-- START DATA RECORDS --
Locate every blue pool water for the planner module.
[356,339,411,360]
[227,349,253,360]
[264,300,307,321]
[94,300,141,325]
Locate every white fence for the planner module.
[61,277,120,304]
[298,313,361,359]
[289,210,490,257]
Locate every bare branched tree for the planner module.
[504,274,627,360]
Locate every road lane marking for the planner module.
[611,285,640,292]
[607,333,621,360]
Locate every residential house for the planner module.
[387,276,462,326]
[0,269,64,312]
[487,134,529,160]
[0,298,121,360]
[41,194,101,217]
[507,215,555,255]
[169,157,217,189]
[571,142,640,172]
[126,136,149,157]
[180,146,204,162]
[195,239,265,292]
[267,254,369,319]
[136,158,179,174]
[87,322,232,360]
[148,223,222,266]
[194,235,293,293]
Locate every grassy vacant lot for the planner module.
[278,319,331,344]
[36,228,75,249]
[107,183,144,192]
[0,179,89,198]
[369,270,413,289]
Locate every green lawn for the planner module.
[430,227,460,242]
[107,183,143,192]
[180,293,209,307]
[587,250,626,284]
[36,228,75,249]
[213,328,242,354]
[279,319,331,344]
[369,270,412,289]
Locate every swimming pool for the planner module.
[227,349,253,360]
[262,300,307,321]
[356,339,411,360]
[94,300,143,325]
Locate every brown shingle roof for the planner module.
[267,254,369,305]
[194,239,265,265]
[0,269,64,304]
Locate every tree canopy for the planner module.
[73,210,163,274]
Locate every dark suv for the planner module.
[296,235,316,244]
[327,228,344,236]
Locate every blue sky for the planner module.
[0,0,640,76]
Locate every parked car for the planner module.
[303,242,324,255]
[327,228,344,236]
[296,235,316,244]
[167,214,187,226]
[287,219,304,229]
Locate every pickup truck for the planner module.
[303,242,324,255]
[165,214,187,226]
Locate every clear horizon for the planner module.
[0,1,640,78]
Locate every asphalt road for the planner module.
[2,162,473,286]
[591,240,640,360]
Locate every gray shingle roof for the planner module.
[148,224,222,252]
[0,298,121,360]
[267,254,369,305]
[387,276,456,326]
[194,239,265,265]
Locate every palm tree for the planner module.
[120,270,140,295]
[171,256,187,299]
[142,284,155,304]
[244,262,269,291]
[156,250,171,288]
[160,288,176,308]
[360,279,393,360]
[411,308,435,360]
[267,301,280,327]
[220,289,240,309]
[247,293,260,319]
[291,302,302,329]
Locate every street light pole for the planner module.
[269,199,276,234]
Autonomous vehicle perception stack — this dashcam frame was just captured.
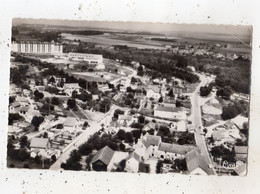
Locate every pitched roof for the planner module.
[148,85,160,93]
[138,163,150,173]
[20,106,30,112]
[212,130,226,141]
[146,134,161,146]
[224,120,235,128]
[234,146,248,154]
[126,152,141,162]
[12,101,21,108]
[63,117,77,127]
[90,146,114,165]
[185,149,212,174]
[30,137,49,149]
[158,142,195,155]
[63,83,80,88]
[234,164,247,176]
[155,106,176,112]
[46,115,55,121]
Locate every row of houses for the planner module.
[90,135,210,174]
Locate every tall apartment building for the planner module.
[11,42,63,54]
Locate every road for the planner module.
[50,105,116,170]
[191,75,216,174]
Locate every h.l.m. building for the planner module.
[68,52,105,69]
[11,42,63,54]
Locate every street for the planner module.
[191,75,216,174]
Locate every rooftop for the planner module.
[63,117,77,127]
[158,142,195,155]
[156,106,176,112]
[185,149,213,174]
[234,146,248,154]
[30,137,49,149]
[90,146,114,165]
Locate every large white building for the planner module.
[11,42,63,54]
[68,52,105,69]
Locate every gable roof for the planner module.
[185,149,213,174]
[20,106,30,112]
[234,146,247,154]
[63,117,77,127]
[155,106,176,112]
[224,120,235,128]
[146,134,161,146]
[148,85,160,93]
[12,101,21,108]
[46,115,55,121]
[90,146,114,165]
[234,164,247,176]
[138,163,150,173]
[63,83,80,89]
[30,137,49,149]
[126,152,141,162]
[158,142,195,155]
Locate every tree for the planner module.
[51,97,60,106]
[172,159,187,171]
[31,116,44,131]
[42,132,48,138]
[33,90,44,101]
[100,98,111,113]
[114,109,124,119]
[156,160,163,174]
[217,86,232,100]
[159,126,170,136]
[138,115,145,123]
[176,56,188,69]
[18,148,30,161]
[200,86,212,96]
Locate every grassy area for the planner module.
[7,157,51,169]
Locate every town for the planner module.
[7,20,251,176]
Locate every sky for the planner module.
[13,18,252,36]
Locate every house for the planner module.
[17,97,30,106]
[90,146,114,171]
[63,83,81,96]
[125,152,141,173]
[154,106,186,120]
[186,66,196,72]
[30,137,49,151]
[231,115,248,129]
[118,114,132,126]
[9,101,21,113]
[172,86,182,95]
[146,85,161,100]
[142,121,158,131]
[19,106,30,115]
[156,142,195,160]
[177,120,186,132]
[45,115,55,122]
[63,117,78,132]
[234,146,248,161]
[135,133,162,160]
[138,163,150,173]
[234,163,247,176]
[185,149,213,175]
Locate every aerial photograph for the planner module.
[7,18,253,176]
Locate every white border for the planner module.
[0,0,260,193]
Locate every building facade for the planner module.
[11,42,63,54]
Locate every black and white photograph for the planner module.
[6,18,253,176]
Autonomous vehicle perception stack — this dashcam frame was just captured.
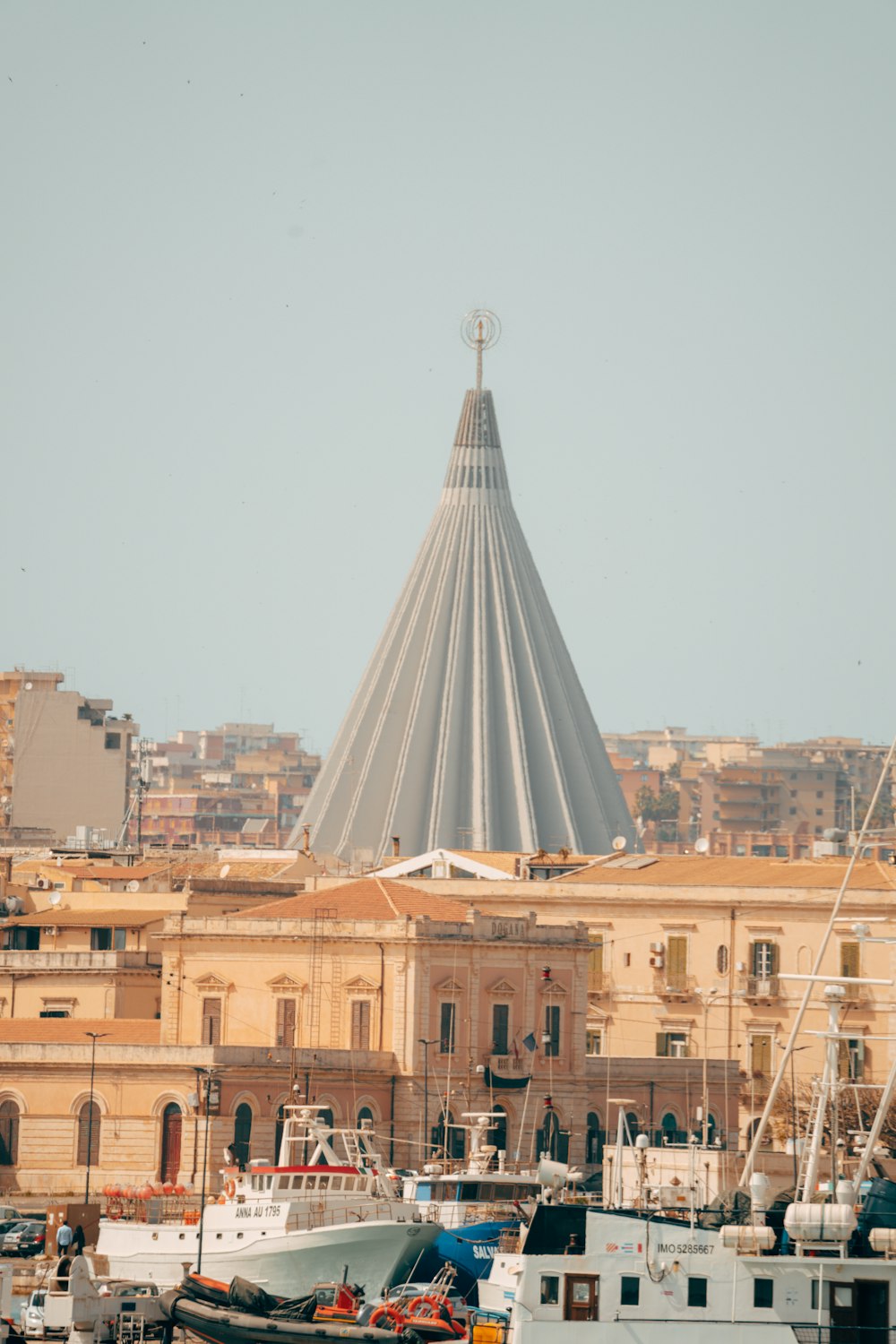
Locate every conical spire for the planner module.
[293,312,633,862]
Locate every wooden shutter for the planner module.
[277,999,296,1050]
[352,999,371,1050]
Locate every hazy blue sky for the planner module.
[0,0,896,749]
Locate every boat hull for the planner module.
[97,1220,442,1297]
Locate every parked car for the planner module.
[358,1282,469,1325]
[3,1219,30,1255]
[19,1223,47,1257]
[19,1289,44,1339]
-- END DATA RECORDS --
• **GOAL OF THE EXERCISE**:
Drop the images and repeat the data exactly.

• **ANSWER TO THIS EXERCISE**:
Locate every blue pool water for the planner module.
[356,339,411,360]
[227,349,253,360]
[264,300,307,321]
[94,300,141,325]
Locate every white fence for the planner module.
[61,277,120,304]
[298,313,361,359]
[289,210,490,257]
Locate every bare branched tree for the planner module.
[504,274,627,360]
Locate every road lane marking for the planner module.
[611,285,640,292]
[607,333,621,360]
Locate every residential house for the planner module.
[387,276,462,326]
[0,269,64,312]
[487,134,529,160]
[0,298,121,360]
[41,194,101,217]
[507,215,555,255]
[169,157,217,189]
[571,142,640,172]
[126,136,149,157]
[180,146,204,162]
[195,239,265,292]
[267,254,369,319]
[136,158,179,174]
[87,322,232,360]
[148,223,222,266]
[194,235,293,293]
Locate every grassy vacant lot for the planner module.
[278,319,331,344]
[36,228,75,249]
[107,183,144,192]
[0,179,89,198]
[369,270,413,289]
Locate every green lawn for the planner module.
[430,227,460,242]
[107,183,143,192]
[180,293,209,307]
[587,250,626,284]
[36,228,75,249]
[213,328,242,354]
[279,319,331,344]
[369,270,412,289]
Locate every swimming pool for the planner module.
[227,349,253,360]
[262,300,307,321]
[356,339,411,360]
[94,300,143,325]
Locate every brown shingle roof for the planner module.
[267,254,369,305]
[194,239,265,265]
[0,269,64,304]
Locate every tree canopy for the planner module.
[73,210,163,274]
Locate every dark suv for the planner module.
[296,235,316,244]
[327,228,344,236]
Locate every blue sky for the planner module.
[0,0,640,76]
Locate every parked car for the planner module.
[303,242,324,255]
[327,228,344,236]
[296,235,316,244]
[167,214,187,226]
[287,219,304,229]
Locate every pickup truck for the planner module.
[303,242,324,255]
[165,214,187,226]
Locate every clear horizon for the planner module.
[0,1,640,78]
Locate every asphalt road for the planner module.
[2,162,473,286]
[591,240,640,360]
Locate every gray shingle roof for the planner module.
[148,224,222,252]
[0,298,121,360]
[267,254,369,305]
[387,276,456,326]
[194,239,265,265]
Locate every palm tree for the planner module.
[120,270,140,295]
[171,256,187,299]
[142,284,155,304]
[244,262,269,291]
[156,250,171,288]
[160,288,176,308]
[360,279,393,360]
[411,308,435,360]
[267,301,280,327]
[220,289,240,309]
[247,293,260,319]
[291,302,302,329]
Locate every street light pole for the planner module.
[269,199,276,234]
Autonomous vehicle perception stack — this dashcam frame was just captured.
Locate every pitched roof for the planner module.
[148,85,160,93]
[138,163,150,173]
[20,106,30,112]
[212,130,226,141]
[146,134,161,146]
[224,120,235,128]
[234,146,248,154]
[126,152,141,162]
[12,101,21,108]
[63,117,77,127]
[90,146,114,165]
[185,149,212,174]
[30,137,49,149]
[158,142,195,155]
[63,83,80,88]
[234,164,247,176]
[155,106,176,112]
[46,115,55,121]
Locate every row of houses for the planner module.
[90,135,210,174]
Locate every tall apartment building for the planner module.
[11,42,63,54]
Locate every road for the planner module.
[50,105,116,170]
[191,75,216,174]
Locate every h.l.m. building for the planner module.
[68,52,105,69]
[11,42,63,54]
Locate every street for the planner module.
[191,75,216,174]
Locate every rooftop for the planner module.
[63,117,77,127]
[158,142,195,155]
[156,106,176,112]
[185,149,213,174]
[234,146,248,154]
[30,137,49,149]
[90,146,114,165]
Locate every large white building for the planner module.
[11,42,63,54]
[68,52,105,69]
Locate every gable roof for the planner module.
[185,149,213,174]
[20,106,30,112]
[234,146,247,154]
[63,117,77,127]
[155,106,176,112]
[224,120,235,128]
[146,134,161,146]
[148,85,160,93]
[12,101,21,108]
[46,115,55,121]
[90,146,114,165]
[234,164,247,176]
[138,163,150,173]
[63,83,80,89]
[30,137,49,149]
[126,152,141,162]
[158,142,195,155]
Locate every tree for the planner module.
[51,97,60,106]
[172,159,187,171]
[31,116,44,131]
[42,132,48,138]
[33,90,44,101]
[100,98,111,113]
[114,109,124,119]
[156,160,163,174]
[217,86,232,100]
[159,126,170,136]
[138,115,145,123]
[176,56,188,69]
[18,148,30,161]
[200,86,212,96]
Locate every grassy area for the planner module.
[7,157,51,169]
Locate every town for the planner module.
[7,20,251,176]
Locate every sky for the planner module.
[13,18,252,36]
Locate every house for the planner module.
[17,97,30,106]
[90,146,114,171]
[63,83,81,96]
[125,152,141,173]
[154,106,186,120]
[186,66,196,72]
[30,137,49,151]
[231,115,248,129]
[118,114,132,126]
[9,101,21,113]
[172,86,182,95]
[146,85,161,100]
[142,121,158,131]
[19,106,30,115]
[156,142,195,160]
[177,120,186,132]
[45,115,55,122]
[63,117,78,132]
[234,146,248,161]
[135,133,162,160]
[138,163,150,173]
[234,163,247,176]
[185,149,213,175]
Locate every aerial photograph for the planner module.
[7,18,253,176]
Locate every white border for the planner module.
[0,0,260,193]
Locate every building facade for the planner module.
[11,42,63,54]
Locate every black and white photograph for the planner module.
[6,18,253,176]
Autonomous vehicle perception stack — this dashcam frame was just captured.
Locate every conical spire for the planner module.
[293,312,633,862]
Locate every wooden shutter for the planner module.
[277,999,296,1050]
[352,999,371,1050]
Locate every hazy blue sky for the planner module.
[0,0,896,749]
Locate every boat hull for the planner module.
[97,1220,442,1297]
Locate every parked car for the planner module.
[358,1282,469,1325]
[3,1219,30,1255]
[19,1223,47,1257]
[19,1289,44,1339]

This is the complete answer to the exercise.